>> Begin

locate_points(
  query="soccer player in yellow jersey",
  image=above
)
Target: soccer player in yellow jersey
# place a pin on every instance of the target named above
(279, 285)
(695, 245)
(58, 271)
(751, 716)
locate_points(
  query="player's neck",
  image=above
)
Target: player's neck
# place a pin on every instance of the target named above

>> End

- Prompt:
Reproduce all of the data above line for line, without changing anything.

- The reply:
locate_points(
  query="soccer player in yellow jersey",
  image=above
)
Target: soccer player in yellow jersey
# place a pin on every instance of the target named above
(279, 285)
(695, 245)
(58, 271)
(751, 716)
locate_points(
  query="player's neck",
  image=above
)
Target: player's neck
# place a pin on every instance of the target named above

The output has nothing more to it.